Written request:
Turn the lines below into a numbered list and leave out any blank lines.

*** Input material

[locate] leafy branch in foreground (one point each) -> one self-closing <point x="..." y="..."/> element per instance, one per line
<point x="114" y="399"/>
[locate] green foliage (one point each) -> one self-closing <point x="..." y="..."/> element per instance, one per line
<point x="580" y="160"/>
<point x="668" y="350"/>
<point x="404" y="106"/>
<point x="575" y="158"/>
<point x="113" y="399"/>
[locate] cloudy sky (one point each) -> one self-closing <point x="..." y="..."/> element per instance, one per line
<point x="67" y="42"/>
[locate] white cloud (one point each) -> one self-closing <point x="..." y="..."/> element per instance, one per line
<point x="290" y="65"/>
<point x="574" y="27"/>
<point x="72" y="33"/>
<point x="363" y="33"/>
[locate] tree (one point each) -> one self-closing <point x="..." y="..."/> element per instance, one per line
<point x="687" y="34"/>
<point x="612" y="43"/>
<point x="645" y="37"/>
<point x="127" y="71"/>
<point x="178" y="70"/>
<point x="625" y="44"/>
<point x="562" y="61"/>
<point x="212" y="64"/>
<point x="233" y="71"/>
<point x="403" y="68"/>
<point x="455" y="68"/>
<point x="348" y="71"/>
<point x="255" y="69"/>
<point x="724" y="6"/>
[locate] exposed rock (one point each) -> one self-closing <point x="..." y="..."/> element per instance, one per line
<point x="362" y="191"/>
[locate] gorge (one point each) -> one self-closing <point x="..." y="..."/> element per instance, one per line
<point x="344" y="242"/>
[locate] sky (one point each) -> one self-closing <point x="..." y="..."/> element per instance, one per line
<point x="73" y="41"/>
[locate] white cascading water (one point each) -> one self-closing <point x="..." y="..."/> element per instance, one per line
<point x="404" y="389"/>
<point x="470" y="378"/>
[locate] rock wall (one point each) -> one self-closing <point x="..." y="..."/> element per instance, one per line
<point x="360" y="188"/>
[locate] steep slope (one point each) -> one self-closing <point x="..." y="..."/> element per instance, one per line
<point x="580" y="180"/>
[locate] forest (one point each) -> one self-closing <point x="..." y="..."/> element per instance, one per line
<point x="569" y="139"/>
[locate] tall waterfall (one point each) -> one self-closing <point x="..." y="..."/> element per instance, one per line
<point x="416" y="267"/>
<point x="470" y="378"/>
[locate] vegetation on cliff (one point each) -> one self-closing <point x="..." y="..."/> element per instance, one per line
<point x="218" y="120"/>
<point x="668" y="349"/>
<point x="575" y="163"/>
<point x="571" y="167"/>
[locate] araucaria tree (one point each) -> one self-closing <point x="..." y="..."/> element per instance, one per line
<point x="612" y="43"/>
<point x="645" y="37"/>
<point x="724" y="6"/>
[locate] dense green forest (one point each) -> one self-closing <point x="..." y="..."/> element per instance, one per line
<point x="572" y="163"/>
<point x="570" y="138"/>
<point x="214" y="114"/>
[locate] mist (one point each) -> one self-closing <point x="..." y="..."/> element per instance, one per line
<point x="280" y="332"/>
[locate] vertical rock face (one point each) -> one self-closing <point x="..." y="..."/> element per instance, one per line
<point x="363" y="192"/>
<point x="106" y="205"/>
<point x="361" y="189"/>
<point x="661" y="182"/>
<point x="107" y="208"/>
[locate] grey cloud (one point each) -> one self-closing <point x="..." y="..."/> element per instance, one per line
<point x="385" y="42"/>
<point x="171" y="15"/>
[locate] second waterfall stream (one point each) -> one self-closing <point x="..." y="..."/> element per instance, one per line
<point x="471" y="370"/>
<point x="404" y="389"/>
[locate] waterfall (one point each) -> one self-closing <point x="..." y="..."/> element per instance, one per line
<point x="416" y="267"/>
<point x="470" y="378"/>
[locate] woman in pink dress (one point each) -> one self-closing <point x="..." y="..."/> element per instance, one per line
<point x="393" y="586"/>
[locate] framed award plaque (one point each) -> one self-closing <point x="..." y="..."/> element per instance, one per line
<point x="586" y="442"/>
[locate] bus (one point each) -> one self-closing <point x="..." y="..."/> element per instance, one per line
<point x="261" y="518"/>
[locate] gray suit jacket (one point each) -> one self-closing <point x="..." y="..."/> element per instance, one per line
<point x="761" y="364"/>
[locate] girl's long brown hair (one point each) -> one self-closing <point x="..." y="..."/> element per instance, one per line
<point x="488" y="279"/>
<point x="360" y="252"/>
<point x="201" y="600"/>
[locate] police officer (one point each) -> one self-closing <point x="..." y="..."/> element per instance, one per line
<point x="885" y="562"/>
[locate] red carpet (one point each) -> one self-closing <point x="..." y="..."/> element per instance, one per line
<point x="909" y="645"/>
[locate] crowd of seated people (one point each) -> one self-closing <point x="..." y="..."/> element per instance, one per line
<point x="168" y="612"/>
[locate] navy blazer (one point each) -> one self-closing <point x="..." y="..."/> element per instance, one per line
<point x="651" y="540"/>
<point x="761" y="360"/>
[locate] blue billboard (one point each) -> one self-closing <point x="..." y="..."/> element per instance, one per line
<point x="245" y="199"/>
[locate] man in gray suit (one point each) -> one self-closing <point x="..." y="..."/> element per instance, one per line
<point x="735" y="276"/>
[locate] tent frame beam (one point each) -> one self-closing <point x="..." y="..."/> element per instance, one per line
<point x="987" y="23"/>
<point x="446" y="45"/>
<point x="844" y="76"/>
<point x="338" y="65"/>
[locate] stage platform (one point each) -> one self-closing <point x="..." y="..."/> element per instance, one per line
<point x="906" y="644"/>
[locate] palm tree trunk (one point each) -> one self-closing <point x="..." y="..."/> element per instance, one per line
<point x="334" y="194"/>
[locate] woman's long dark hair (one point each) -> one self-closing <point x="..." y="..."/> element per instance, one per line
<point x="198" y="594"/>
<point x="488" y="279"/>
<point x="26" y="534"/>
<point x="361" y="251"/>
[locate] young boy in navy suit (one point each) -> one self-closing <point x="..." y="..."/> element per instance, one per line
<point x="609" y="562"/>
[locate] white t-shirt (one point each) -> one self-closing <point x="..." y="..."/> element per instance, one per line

******

Finished exercise:
1. [locate] leafy branch in foreground (one point each) -> one self-closing <point x="..." y="..."/> element per instance, one per line
2. <point x="114" y="399"/>
3. [locate] green foliage (one point each) -> one self-closing <point x="..." y="..."/> element per instance, one per line
4. <point x="580" y="160"/>
5. <point x="668" y="350"/>
6. <point x="404" y="106"/>
7. <point x="575" y="158"/>
8. <point x="113" y="399"/>
9. [locate] cloudy sky (one point each) -> one self-closing <point x="..." y="..."/> element per instance, one per line
10. <point x="67" y="42"/>
11. [locate] white cloud (one point each) -> one self-closing <point x="..." y="..."/> element per instance, one per line
12. <point x="290" y="65"/>
13. <point x="574" y="27"/>
14. <point x="72" y="33"/>
15. <point x="363" y="33"/>
16. [locate] tree (one point each) -> one self-closing <point x="..." y="..."/> element per instance, one per line
17. <point x="687" y="34"/>
18. <point x="612" y="43"/>
19. <point x="645" y="37"/>
20. <point x="127" y="71"/>
21. <point x="178" y="70"/>
22. <point x="625" y="44"/>
23. <point x="562" y="61"/>
24. <point x="212" y="64"/>
25. <point x="233" y="71"/>
26. <point x="403" y="68"/>
27. <point x="455" y="68"/>
28. <point x="348" y="71"/>
29. <point x="255" y="69"/>
30. <point x="724" y="6"/>
31. [locate] exposed rock (one point each) -> one self-closing <point x="..." y="..."/> element per instance, one per line
32. <point x="362" y="191"/>
33. [locate] gorge (one point each) -> one self-closing <point x="..." y="..."/> element per instance, one per line
34. <point x="344" y="242"/>
35. [locate] sky (one point each) -> one self-closing <point x="..." y="..."/> element per instance, one per line
36. <point x="73" y="41"/>
37. [locate] white cascading water (one point each) -> one self-closing <point x="..." y="..."/> element per instance, one per line
38. <point x="404" y="389"/>
39. <point x="470" y="378"/>
40. [locate] rock wall (one point each) -> one self-closing <point x="..." y="..."/> element per instance, one per line
41. <point x="360" y="188"/>
42. [locate] steep slope (one point each) -> one self-closing <point x="..." y="..."/> element per instance, one per line
43. <point x="580" y="180"/>
44. [locate] forest (one point each) -> one self-closing <point x="..." y="..."/> element per instance, one per line
45. <point x="569" y="139"/>
46. [locate] tall waterfall (one point each) -> one self-closing <point x="..." y="..."/> element per instance, one per line
47. <point x="416" y="267"/>
48. <point x="470" y="378"/>
49. [locate] vegetation on cliff (one point each) -> one self-closing <point x="..." y="..."/> element per instance, one per line
50. <point x="218" y="120"/>
51. <point x="668" y="349"/>
52. <point x="575" y="163"/>
53. <point x="571" y="167"/>
54. [locate] araucaria tree (one point each) -> one self-closing <point x="..." y="..."/> element per instance, one per line
55. <point x="612" y="43"/>
56. <point x="645" y="37"/>
57. <point x="724" y="6"/>
58. [locate] dense green forest (one point each) -> one self-closing <point x="..." y="..."/> element per instance, one per line
59. <point x="572" y="163"/>
60. <point x="570" y="138"/>
61. <point x="214" y="114"/>
62. [locate] mist (one point each) -> one self-closing <point x="..." y="..."/> element per instance, one per line
63. <point x="280" y="332"/>
64. [locate] vertical rock face (one point each) -> one self-closing <point x="..." y="..."/> element per instance, one per line
65. <point x="363" y="192"/>
66. <point x="106" y="205"/>
67. <point x="361" y="189"/>
68. <point x="661" y="182"/>
69. <point x="107" y="208"/>
70. [locate] grey cloud (one point each) -> one self-closing <point x="..." y="..."/> element per instance, one per line
71. <point x="385" y="42"/>
72. <point x="171" y="15"/>
73. [locate] second waterfall stream (one point each) -> one self-closing <point x="..." y="..."/> element per instance, one per line
74. <point x="471" y="370"/>
75. <point x="404" y="389"/>
76. [locate] waterfall (one point each) -> one self-closing <point x="..." y="..."/> element per instance, one per line
77. <point x="416" y="267"/>
78. <point x="470" y="378"/>
79. [locate] woman in pink dress (one point each) -> one self-closing <point x="..." y="..."/> element per instance, one per line
80. <point x="393" y="586"/>
81. [locate] framed award plaque (one point each) -> one self-closing <point x="..." y="..."/> element per instance, one per line
82. <point x="586" y="442"/>
83. [locate] bus (one point each) -> one self-closing <point x="..." y="..."/> element per instance, one per line
84. <point x="261" y="518"/>
85. [locate] gray suit jacket (one point each) -> one self-closing <point x="..." y="..."/> element per instance, one per line
86. <point x="761" y="364"/>
87. [locate] girl's long brown hair (one point each) -> one self-closing <point x="..." y="..."/> element per instance, one per line
88. <point x="488" y="279"/>
89. <point x="360" y="252"/>
90. <point x="201" y="600"/>
91. [locate] police officer (one point each) -> one self-closing <point x="..." y="..."/> element per instance, one per line
92. <point x="885" y="562"/>
93. [locate] red carpet (one point each) -> one self-closing <point x="..." y="..."/> element per instance, one per line
94. <point x="909" y="645"/>
95. [locate] crowd of seated people (one point each) -> one self-closing <point x="..." y="..."/> element per instance, one per line
96. <point x="168" y="612"/>
97. [locate] navy blazer (one point each) -> one self-closing <point x="..." y="..."/> element per instance, one per line
98. <point x="651" y="540"/>
99. <point x="761" y="360"/>
100. [locate] blue billboard (one point each) -> one self-closing <point x="..." y="..."/> element per instance, one per line
101. <point x="245" y="199"/>
102. [locate] man in gray suit (one point each) -> one self-closing <point x="..." y="..."/> element per instance, one per line
103. <point x="735" y="276"/>
104. [locate] tent frame beam (one point each) -> one self-closing <point x="..." y="..."/> element per instance, one per line
105. <point x="987" y="23"/>
106. <point x="446" y="45"/>
107. <point x="844" y="76"/>
108. <point x="338" y="65"/>
109. [locate] stage platform (one point each) -> one self-closing <point x="..." y="..."/> element per instance, one per line
110. <point x="906" y="644"/>
111. [locate] palm tree trunk (one point each) -> one self-closing <point x="..." y="..."/> element per instance, one per line
112. <point x="334" y="194"/>
113. [locate] woman's long dark hair (one point each) -> one self-closing <point x="..." y="..."/> element per instance, one per line
114. <point x="198" y="594"/>
115. <point x="488" y="279"/>
116. <point x="26" y="534"/>
117. <point x="361" y="251"/>
118. [locate] young boy in navy suit (one point each) -> one self-closing <point x="..." y="..."/> element per instance, one per line
119. <point x="609" y="562"/>
120. [locate] white t-shirt (one point each) -> one self-closing <point x="..." y="..."/> element per instance, one per line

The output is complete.